REQUIREMENT: Rescale the stretch of entries below, from the line containing "of the floating" through the end of the entries, and write out every line again, requests included. Multiply each marked coordinate by 2.55 and round it to a whole number, with halves rounding up. Leave the requests and their format samples unchanged.

(Records of labeled points)
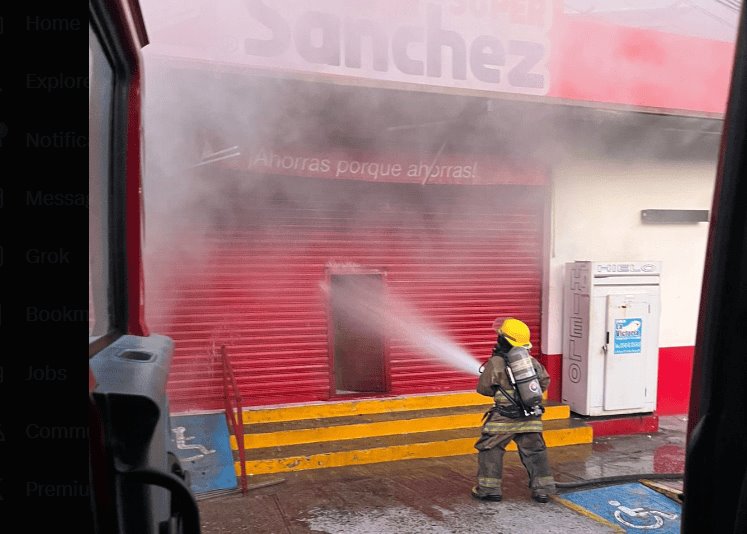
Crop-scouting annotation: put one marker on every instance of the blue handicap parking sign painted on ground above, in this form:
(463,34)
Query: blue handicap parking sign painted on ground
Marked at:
(633,507)
(202,445)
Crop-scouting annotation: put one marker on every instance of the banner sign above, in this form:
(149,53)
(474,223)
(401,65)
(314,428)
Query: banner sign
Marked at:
(480,169)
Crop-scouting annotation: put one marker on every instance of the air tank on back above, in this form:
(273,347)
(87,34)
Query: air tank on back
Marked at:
(525,378)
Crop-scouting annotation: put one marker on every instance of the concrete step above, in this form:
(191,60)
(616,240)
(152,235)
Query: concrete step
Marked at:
(345,408)
(388,448)
(334,434)
(327,429)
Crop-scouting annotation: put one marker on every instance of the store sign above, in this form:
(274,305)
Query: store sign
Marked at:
(495,45)
(628,336)
(388,167)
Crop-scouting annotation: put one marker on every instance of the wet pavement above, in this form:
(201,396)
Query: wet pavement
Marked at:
(432,495)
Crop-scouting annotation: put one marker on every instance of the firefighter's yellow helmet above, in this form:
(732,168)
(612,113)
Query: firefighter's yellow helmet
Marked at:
(515,332)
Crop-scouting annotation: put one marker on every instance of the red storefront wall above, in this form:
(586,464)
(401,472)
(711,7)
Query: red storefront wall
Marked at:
(460,255)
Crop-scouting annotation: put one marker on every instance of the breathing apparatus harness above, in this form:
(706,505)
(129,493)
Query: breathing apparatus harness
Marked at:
(517,363)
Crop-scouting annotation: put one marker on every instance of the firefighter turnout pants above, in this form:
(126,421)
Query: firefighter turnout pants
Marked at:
(533,454)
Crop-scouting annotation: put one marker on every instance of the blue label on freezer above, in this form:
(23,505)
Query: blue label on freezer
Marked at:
(628,335)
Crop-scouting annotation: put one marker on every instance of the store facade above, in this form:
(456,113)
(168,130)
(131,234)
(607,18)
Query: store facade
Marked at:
(409,154)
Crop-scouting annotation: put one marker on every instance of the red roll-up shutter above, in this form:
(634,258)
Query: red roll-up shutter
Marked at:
(461,255)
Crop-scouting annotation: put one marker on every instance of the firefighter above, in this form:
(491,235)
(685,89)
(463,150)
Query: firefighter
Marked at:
(505,421)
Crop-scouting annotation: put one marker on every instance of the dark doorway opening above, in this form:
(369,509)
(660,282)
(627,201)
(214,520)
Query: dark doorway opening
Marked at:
(356,320)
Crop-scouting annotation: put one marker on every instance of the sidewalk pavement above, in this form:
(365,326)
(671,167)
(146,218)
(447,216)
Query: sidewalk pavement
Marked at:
(433,495)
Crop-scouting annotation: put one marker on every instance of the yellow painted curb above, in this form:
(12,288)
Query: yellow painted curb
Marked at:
(587,513)
(454,447)
(362,407)
(374,429)
(367,407)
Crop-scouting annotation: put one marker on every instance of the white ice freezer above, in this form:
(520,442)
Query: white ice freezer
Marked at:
(611,337)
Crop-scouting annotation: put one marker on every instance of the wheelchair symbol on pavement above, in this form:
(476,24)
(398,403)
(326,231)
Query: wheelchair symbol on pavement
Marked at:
(181,444)
(640,518)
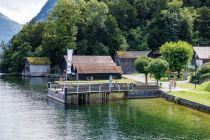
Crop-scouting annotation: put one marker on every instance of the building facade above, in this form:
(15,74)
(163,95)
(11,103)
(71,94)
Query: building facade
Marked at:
(92,68)
(36,67)
(126,59)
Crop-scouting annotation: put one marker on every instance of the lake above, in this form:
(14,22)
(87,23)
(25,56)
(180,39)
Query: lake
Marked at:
(27,114)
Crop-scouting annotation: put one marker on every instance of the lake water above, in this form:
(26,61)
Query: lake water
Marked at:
(26,114)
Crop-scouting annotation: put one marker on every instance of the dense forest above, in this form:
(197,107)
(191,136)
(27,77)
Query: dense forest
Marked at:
(101,27)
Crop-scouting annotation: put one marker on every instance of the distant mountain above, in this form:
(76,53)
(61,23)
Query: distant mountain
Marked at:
(45,11)
(8,28)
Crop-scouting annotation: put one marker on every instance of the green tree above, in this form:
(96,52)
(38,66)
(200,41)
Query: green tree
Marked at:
(61,29)
(174,23)
(141,64)
(202,26)
(178,54)
(158,67)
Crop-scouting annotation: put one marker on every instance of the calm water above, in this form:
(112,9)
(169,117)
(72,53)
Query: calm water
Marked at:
(26,114)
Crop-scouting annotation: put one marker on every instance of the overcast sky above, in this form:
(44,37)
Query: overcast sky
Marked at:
(21,11)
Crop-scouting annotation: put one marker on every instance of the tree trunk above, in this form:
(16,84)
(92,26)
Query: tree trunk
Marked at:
(146,78)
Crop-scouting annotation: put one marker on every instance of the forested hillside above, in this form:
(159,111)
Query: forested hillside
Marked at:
(8,28)
(102,27)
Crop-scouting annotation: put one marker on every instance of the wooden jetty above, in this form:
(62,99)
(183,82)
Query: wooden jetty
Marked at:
(61,92)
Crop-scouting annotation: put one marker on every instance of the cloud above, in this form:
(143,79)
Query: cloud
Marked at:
(21,11)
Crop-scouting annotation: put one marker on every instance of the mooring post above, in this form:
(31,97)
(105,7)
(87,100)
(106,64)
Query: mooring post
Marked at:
(65,95)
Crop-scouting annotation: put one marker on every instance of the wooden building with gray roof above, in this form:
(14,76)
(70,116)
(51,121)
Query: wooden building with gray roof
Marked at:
(126,60)
(92,67)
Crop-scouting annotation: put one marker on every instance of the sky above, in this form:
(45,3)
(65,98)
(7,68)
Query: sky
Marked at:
(21,11)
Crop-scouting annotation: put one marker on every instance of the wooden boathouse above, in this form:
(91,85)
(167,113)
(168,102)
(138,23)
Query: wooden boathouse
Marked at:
(92,67)
(82,92)
(126,59)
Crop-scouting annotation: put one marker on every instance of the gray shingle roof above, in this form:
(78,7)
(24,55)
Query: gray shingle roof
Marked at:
(131,54)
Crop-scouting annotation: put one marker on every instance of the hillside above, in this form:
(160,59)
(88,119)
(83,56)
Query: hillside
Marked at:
(46,9)
(8,28)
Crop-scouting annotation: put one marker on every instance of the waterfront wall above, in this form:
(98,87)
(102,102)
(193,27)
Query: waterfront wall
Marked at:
(188,103)
(140,94)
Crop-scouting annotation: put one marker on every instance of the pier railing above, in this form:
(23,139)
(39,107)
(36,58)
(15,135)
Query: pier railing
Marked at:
(101,88)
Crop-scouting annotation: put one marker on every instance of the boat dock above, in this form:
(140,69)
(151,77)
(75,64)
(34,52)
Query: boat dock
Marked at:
(82,92)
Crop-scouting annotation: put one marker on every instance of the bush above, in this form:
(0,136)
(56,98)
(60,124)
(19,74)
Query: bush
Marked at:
(202,74)
(205,69)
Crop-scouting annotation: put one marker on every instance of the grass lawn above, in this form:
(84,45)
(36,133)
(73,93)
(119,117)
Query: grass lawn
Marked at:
(199,88)
(177,79)
(123,80)
(199,97)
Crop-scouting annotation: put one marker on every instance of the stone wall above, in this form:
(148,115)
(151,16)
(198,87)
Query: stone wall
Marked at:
(185,102)
(138,94)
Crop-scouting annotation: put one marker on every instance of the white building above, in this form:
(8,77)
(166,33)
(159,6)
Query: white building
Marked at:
(36,67)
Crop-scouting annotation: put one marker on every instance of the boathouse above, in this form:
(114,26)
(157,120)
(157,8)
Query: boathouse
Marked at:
(154,54)
(201,55)
(126,60)
(92,67)
(36,67)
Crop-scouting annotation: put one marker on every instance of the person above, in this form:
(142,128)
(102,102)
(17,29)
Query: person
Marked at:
(61,79)
(174,83)
(170,85)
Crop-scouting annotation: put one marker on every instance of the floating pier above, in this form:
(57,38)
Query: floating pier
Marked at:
(65,93)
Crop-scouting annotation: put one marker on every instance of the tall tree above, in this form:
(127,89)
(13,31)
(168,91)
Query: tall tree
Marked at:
(178,55)
(61,30)
(203,26)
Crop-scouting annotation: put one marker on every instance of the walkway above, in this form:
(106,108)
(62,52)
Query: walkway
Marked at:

SOLUTION TO THE EXERCISE:
Crop-scouting annotation: put one marker on every instance of the floating pier above, in this form:
(57,38)
Query: floating pier
Marked at:
(166,237)
Crop-scouting annotation: put one marker on every instance of the tall tree above, in this form:
(127,89)
(13,31)
(168,91)
Query: tall tree
Marked at:
(454,140)
(156,77)
(518,66)
Crop-scouting annotation: put one marker on every instance of the walkway above, in this form:
(106,108)
(62,52)
Query: walkway
Marked at:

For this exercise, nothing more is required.